◆ About this task ◆
Each line from the one holding "one JSON object" to the end of the data below must be output verbatim, with no other lines.

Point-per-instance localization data
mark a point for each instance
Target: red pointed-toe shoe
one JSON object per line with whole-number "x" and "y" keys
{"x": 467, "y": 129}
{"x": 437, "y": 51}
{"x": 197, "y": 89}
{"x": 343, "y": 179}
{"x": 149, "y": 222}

◆ Response below ◆
one JSON object per line with whole-number "x" and "y" keys
{"x": 467, "y": 129}
{"x": 437, "y": 51}
{"x": 197, "y": 89}
{"x": 343, "y": 179}
{"x": 149, "y": 222}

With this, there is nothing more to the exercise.